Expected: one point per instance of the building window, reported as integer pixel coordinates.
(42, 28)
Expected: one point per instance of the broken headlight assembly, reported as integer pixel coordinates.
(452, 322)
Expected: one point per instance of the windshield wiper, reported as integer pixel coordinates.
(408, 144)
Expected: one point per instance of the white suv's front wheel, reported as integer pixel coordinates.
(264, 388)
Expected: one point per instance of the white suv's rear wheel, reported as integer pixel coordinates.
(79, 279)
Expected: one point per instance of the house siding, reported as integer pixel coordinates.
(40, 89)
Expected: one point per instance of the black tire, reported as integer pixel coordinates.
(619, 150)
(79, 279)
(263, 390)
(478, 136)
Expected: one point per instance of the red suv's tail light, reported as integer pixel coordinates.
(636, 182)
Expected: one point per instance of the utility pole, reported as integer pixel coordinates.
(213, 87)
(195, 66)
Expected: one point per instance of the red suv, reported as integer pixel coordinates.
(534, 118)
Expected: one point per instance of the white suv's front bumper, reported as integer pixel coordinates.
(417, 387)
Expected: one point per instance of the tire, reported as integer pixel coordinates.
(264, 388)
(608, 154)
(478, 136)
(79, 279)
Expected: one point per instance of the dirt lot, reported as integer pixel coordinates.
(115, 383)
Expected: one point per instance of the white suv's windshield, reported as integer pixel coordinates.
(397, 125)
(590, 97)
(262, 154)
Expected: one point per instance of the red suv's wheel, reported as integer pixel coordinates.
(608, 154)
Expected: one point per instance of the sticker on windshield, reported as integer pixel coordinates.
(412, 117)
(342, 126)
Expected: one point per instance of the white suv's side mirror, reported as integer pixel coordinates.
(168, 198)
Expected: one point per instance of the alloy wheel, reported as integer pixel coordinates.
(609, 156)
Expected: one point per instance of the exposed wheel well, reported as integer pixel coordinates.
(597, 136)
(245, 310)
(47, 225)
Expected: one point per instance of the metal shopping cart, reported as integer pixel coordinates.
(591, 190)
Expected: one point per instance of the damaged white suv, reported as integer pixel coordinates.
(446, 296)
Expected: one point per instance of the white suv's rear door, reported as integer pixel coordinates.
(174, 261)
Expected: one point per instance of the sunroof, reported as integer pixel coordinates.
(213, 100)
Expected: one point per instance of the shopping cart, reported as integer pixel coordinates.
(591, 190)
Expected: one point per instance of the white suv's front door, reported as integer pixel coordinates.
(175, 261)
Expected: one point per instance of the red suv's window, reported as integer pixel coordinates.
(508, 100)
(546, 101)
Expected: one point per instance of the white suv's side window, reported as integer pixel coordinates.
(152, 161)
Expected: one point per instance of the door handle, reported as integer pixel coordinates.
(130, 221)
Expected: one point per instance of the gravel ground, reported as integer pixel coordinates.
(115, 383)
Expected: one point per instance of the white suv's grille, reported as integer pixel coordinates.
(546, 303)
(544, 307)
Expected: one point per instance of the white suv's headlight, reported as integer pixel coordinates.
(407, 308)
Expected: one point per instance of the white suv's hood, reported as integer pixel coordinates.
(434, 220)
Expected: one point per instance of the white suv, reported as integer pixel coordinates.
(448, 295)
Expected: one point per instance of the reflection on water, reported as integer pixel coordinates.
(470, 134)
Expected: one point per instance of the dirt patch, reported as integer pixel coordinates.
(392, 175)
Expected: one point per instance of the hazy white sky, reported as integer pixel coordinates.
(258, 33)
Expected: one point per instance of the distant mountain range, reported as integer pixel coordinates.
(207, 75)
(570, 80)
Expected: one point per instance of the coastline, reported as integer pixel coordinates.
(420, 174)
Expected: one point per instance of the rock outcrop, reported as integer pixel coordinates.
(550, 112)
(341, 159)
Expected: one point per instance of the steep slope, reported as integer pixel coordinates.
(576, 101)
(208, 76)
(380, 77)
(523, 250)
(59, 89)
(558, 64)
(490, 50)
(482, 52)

■ ■ ■

• What is expected: Copy every record above exactly as it appears.

• Exercise response:
Expected: one point per instance of the building window, reported as integer pixel coordinates.
(42, 28)
Expected: one point per instance of the broken headlight assembly, reported as integer pixel coordinates.
(452, 322)
Expected: one point per instance of the windshield wiper, reported as integer pixel coordinates.
(408, 144)
Expected: one point per instance of the white suv's front wheel, reported as integer pixel coordinates.
(264, 388)
Expected: one point per instance of the white suv's rear wheel, reported as integer pixel coordinates.
(79, 279)
Expected: one point per instance of the house siding, reported as integer pixel coordinates.
(40, 89)
Expected: one point per instance of the black tire, reported as integer pixel coordinates.
(619, 150)
(79, 279)
(263, 390)
(478, 136)
Expected: one point per instance of the red suv's tail light, reported as integer pixel coordinates.
(636, 182)
Expected: one point per instance of the utility pole, reported as integer pixel coordinates.
(213, 87)
(195, 66)
Expected: one point per instance of the red suv, reported as integer pixel coordinates.
(534, 118)
Expected: one point per instance of the white suv's front bumper, reported as integer pixel coordinates.
(417, 387)
Expected: one point per instance of the tire, reported as integer pixel coordinates.
(264, 388)
(608, 154)
(478, 136)
(79, 279)
Expected: one point per instance of the dirt lot, reported as integer pixel coordinates.
(115, 383)
Expected: one point per instance of the white suv's windshield, reported as integer pixel coordinates.
(397, 125)
(590, 97)
(262, 154)
Expected: one point per instance of the red suv's wheel, reported as integer pixel coordinates.
(608, 154)
Expected: one point per instance of the sticker on windshield, reported as integer pixel coordinates.
(412, 117)
(342, 126)
Expected: one point per instance of the white suv's side mirror, reported as integer pixel coordinates.
(168, 198)
Expected: one point per instance of the alloy wheel, reported as integer pixel coordinates.
(609, 156)
Expected: one point per instance of the exposed wheel well, reported as integer pixel coordinates.
(597, 136)
(245, 310)
(47, 225)
Expected: one point per instance of the metal shopping cart, reported as integer pixel coordinates.
(591, 190)
Expected: one point per instance of the damaged white suv, reported as integer pixel coordinates.
(446, 296)
Expected: one point per instance of the white suv's rear door, reported as integer pixel coordinates.
(174, 261)
Expected: one point per instance of the sunroof, reported as integer pixel coordinates.
(213, 100)
Expected: one point per instance of the shopping cart, reported as integer pixel coordinates.
(591, 190)
Expected: one point per instance of the white suv's front door, reported as integer pixel coordinates.
(175, 261)
Expected: one point per instance of the red suv's window, reported as integer pixel coordinates.
(508, 100)
(546, 101)
Expected: one point per instance of the white suv's side window, reported as integer pixel coordinates.
(152, 161)
Expected: one point per instance of the door handle, reported as integer pixel coordinates.
(130, 221)
Expected: one point per instance of the gravel ground, reported as integer pixel coordinates.
(115, 383)
Expected: one point per instance of the white suv's grille, reported as integer pixel coordinates.
(546, 303)
(544, 307)
Expected: one point per instance of the white suv's headlight, reported as integer pixel coordinates.
(407, 308)
Expected: one point per instance of the white suv's hood, reported as integer pixel coordinates.
(434, 220)
Expected: one point per instance of the white suv, reported as integer pixel coordinates.
(448, 295)
Expected: one point per instance of the reflection on water, reported as integer pixel coordinates.
(470, 134)
Expected: one point per instance of the dirt patch, reported as integer pixel coordinates.
(392, 175)
Expected: one point per instance of the hazy white sky, reported as integer pixel coordinates.
(258, 33)
Expected: one point per instance of the distant mountain range, reported as integer pixel coordinates.
(207, 75)
(570, 80)
Expected: one point per instance of the coastline, reported as integer pixel coordinates.
(420, 174)
Expected: one point per instance of the rock outcrop, reported as integer pixel coordinates.
(550, 112)
(341, 159)
Expected: one point per instance of the steep slope, reported as integer pixel coordinates.
(576, 101)
(208, 76)
(380, 77)
(523, 250)
(59, 89)
(558, 64)
(490, 50)
(482, 52)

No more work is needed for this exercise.